• EXCERPTED TEXT:
- - - -

Paul Leduc In Memoriam

[vimeo]https://vimeo.com/474388099[/vimeo]

Latin American cinema has lost one of the foundational figures of the radical film movement which flourished fifty years ago, when the two avant-gardes, the aesthetic and the political – were conjoined. Paul Leduc, who died in Mexico City on October 21st at the age of 78, was the most maverick of filmmakers, in a continent that’s full of them. His public persona was reserved but in private he was far from austere, always an engaging conversationalist with an irreverent sense of humour. I shall miss our periodic meetings, sometimes over a meal in Mexico City, but I cannot now mourn his passing on a personal level without also lamenting his neglect in English-speaking circles. Even his great masterpiece, Frida, Naturaleza Viva (1984), is little known amongst us, and instead of Ofelia Medina’s magical personation of the painter, the screen image of Frida Kahlo is that of Salma Hayek in Julie Taymor’s far inferior biopic of nearly twenty years later. 

Paul was always ahead of the game. After studying film in Paris, where one of his teachers was Jean Rouch, he returned to Mexico and started making documentaries. Eschewing the mainstream from the start, Leduc established his avant garde bona fidas with his first feature, Reed, México Insurgente (1973), which employed a minimalist aesthetic, a mix of drama and documentary techniques and an innovative soundtrack, to deconstruct the official history of the Mexican Revolution through the eyes of the North American left-wing journalist John Reed, eight years before Warren Beatty gave us Reed reporting the October Revolution in Reds. An enigmatic film which might be recalled by aficionados of alternative political cinema in the 70s in the UK, where it was distributed by The Other Cinema, it has since disappeared from circulation, like so many other films of the time.

His next big film never even reached the UK. Mezquital (full title: ABC del etnocidio: Notas sobre Mesquital, 1977) is nevertheless a major work of the avant-garde, breaking completely with documentary convention but drawing on fieldwork by anthropologists to pursue a deconstruction of the modern Mexican state. A portrait of the Otomí of the Mezquital Valley, north of Mexico City, the film is an A to Z of indictments against the body politic, organised by chapters in which successive letters of the alphabet name the theme to be treated – A for Antecedents, B for Bourgeoisie, C for Class, D for Democracy, etc. The effect, together with the stylisation of the cinematography, is one of Brechtian distanciation whose very formalism gives palpable shape to the whole complex of power relations which lie behind the visible surface of social reality.

- - - -

• SOURCE MATERIAL:
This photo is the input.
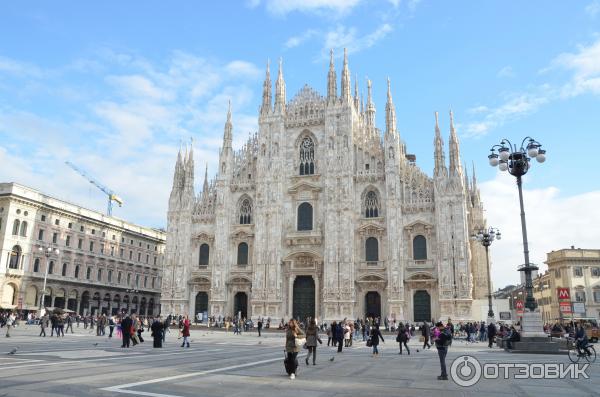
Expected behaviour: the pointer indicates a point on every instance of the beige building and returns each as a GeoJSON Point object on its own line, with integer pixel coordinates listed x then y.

- - - -

• AIM 1: In the tribute to Paul Leduc, condense the paragraph beginning "Paul was always ahead of the game" into a short bulleted list that keeps its main facts.
• AIM 2: Reproduce the passage of the tribute to Paul Leduc between "His next big" and "of social reality.", inclusive.

• FULL ANSWER 1:
- Leduc studied film in Paris, where Jean Rouch was one of his teachers, then returned to Mexico and began making documentaries.
- He avoided the mainstream from the start.
- His first feature, Reed, México Insurgente (1973), mixed drama and documentary techniques with a minimalist aesthetic and an innovative soundtrack.
- The film deconstructed the official history of the Mexican Revolution through the eyes of North American left-wing journalist John Reed, eight years before Warren Beatty's Reds.
- In the UK it was distributed by The Other Cinema, but it has since disappeared from circulation.

• FULL ANSWER 2:
His next big film never even reached the UK. Mezquital (full title: ABC del etnocidio: Notas sobre Mesquital, 1977) is nevertheless a major work of the avant-garde, breaking completely with documentary convention but drawing on fieldwork by anthropologists to pursue a deconstruction of the modern Mexican state. A portrait of the Otomí of the Mezquital Valley, north of Mexico City, the film is an A to Z of indictments against the body politic, organised by chapters in which successive letters of the alphabet name the theme to be treated – A for Antecedents, B for Bourgeoisie, C for Class, D for Democracy, etc. The effect, together with the stylisation of the cinematography, is one of Brechtian distanciation whose very formalism gives palpable shape to the whole complex of power relations which lie behind the visible surface of social reality.